─── Text to read ───
Discussed bribery of judges, a serious problem until recently, the rising the problem of drugs and child abuse. The greatest rise in civil cases has been in cases of bad driving and failed moneymaking schemes, particularly since the IMF intervened. Although there is no jury system, the system is conveying with the west. Age of legal responsibility if 14, as opposed to 10 in England, but the heavily Confucian bias (whereby traditionally someone who was rude to his father suffered death by slicing, while if he killed his wife, was beaten and fined) is almost gone. A flat world of equal people with individual rights, which England reached in c.1300, now spread even to this fairly conservative, hierarchical society And so good-bye to the judge with invitations and exchange of e-mails.
Also discussed organized crime. Apparently the organized criminals in Korea are the ‘little brothers’ of the Japanese yakuza (called ‘gang-be’ = gang boy?) They have hitherto been something of a joke, and fairly peaceful. They haven’t carried guns, though there are rumours that an influx of gangsters from Hong Kong and weapons from the former Soviet Union may change this. The yakuza are also taking them in hand and organizing and financing them. The can be recognized for their dark suits, dark glasses and white silk scarves. They police the world of entertainment.
Saturday 15th April
Over breakfast had watched Korean TV, usually a good introduction to one part of another culture, but the ubiquitous teletubbies greeted us with their boisterous inanity.
─── Record set ───
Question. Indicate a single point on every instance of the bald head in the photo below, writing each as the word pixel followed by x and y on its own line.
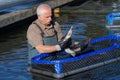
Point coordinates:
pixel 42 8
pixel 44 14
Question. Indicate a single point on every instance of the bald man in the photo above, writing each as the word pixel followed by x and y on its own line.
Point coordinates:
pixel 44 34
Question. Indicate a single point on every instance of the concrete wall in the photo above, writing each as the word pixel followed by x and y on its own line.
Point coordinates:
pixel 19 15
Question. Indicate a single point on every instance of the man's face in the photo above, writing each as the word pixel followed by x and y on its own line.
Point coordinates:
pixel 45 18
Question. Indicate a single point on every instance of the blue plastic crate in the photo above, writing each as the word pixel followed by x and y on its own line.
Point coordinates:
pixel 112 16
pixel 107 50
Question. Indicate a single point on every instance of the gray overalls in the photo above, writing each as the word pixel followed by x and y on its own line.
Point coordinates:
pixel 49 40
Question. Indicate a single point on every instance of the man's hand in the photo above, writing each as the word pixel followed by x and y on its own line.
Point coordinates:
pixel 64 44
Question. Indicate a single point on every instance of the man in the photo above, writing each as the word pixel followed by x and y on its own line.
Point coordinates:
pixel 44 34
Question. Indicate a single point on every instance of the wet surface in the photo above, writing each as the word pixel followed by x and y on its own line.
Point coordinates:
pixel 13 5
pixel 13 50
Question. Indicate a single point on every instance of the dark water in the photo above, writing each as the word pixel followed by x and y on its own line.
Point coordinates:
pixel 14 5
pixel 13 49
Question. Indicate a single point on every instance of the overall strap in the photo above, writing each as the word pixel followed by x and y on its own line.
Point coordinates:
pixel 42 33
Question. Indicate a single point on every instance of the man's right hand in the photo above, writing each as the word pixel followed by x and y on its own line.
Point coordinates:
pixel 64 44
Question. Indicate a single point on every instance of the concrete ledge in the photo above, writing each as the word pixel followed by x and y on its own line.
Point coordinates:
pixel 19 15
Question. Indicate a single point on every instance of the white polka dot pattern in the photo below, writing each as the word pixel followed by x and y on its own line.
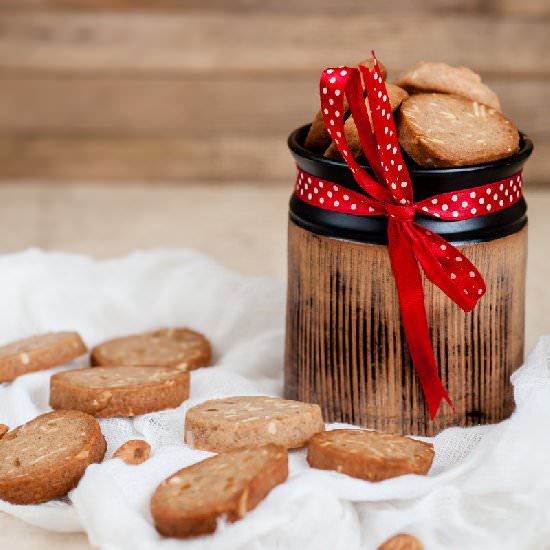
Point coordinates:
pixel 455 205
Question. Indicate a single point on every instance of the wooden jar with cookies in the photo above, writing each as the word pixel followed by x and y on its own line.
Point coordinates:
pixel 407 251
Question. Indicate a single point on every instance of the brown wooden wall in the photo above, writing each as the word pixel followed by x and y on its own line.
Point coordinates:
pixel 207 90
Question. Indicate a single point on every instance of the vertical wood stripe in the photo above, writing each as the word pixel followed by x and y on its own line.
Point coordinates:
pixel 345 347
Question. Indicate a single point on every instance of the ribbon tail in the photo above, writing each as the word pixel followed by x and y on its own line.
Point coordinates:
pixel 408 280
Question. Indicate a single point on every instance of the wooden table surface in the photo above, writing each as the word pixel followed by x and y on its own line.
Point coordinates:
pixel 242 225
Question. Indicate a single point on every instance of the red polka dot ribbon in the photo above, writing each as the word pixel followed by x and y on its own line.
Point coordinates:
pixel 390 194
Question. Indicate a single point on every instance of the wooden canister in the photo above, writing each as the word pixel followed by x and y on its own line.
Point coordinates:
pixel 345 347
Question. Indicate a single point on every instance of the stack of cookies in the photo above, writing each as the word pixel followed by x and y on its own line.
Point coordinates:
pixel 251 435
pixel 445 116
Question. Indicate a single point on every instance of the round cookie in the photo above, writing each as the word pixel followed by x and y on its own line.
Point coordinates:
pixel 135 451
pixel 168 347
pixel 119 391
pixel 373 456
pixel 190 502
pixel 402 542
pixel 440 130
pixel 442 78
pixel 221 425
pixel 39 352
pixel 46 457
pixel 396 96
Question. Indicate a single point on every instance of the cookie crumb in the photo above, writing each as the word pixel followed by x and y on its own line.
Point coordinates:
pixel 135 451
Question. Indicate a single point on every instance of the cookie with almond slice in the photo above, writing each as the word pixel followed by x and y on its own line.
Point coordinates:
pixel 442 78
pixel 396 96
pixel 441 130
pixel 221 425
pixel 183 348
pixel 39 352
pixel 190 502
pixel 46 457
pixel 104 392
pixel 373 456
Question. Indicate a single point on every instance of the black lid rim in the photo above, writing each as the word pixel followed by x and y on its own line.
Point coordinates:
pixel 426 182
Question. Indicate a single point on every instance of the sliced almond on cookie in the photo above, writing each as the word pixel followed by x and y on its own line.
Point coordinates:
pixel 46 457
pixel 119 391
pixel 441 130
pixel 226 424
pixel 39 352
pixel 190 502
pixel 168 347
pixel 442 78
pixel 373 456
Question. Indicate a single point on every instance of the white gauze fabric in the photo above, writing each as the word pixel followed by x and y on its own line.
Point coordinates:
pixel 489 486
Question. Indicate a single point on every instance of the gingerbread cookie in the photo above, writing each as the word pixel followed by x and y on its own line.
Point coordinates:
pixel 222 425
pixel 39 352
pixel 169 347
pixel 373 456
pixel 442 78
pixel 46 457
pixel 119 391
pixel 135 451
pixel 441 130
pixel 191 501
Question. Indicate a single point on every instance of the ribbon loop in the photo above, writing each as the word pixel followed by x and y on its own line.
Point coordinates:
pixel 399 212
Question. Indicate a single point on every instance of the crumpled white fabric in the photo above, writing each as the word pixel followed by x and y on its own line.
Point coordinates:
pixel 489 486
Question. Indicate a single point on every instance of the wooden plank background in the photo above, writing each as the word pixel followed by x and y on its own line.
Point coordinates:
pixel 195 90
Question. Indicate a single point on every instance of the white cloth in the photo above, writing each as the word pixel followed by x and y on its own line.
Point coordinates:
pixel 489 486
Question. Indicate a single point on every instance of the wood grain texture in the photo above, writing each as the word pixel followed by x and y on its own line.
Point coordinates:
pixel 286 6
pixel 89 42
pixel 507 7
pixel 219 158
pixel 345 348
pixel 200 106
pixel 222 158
───
─── Record set ───
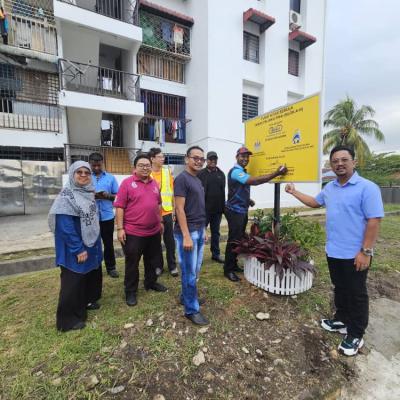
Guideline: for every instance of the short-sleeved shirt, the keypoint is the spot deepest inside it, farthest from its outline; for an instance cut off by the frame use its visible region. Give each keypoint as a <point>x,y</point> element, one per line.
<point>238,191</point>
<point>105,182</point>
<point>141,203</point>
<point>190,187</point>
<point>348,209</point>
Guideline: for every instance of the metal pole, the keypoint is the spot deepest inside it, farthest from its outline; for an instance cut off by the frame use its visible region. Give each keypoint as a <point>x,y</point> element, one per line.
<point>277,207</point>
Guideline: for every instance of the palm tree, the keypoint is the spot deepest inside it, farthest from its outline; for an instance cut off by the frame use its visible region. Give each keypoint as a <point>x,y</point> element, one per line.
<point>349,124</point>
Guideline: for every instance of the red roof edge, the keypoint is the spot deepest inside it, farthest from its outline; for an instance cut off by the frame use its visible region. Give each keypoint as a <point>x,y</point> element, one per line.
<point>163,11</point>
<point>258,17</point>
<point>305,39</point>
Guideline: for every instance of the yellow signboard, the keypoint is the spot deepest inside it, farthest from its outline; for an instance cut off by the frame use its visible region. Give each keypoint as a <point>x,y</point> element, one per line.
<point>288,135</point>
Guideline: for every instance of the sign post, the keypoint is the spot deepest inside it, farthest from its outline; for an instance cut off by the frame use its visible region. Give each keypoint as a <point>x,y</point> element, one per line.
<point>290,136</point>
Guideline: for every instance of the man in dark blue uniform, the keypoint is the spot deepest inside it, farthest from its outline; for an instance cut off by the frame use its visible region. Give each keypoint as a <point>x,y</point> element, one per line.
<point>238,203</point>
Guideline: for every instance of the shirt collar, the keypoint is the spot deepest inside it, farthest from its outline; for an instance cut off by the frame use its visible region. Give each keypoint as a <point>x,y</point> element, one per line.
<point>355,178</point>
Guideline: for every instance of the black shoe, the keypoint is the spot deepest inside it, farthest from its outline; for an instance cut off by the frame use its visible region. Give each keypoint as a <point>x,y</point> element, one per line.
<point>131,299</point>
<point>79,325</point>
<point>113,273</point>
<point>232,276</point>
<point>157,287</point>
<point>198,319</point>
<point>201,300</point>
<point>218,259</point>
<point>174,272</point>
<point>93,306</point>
───
## To do
Answer these questions from the text about Korea:
1. In which two kinds of civil cases has the greatest rise been?
2. By what clothing can the organized criminals be recognized?
3. What was on Korean TV over breakfast?

## Result for this task
1. Cases of bad driving and failed moneymaking schemes.
2. Dark suits, dark glasses and white silk scarves.
3. The teletubbies.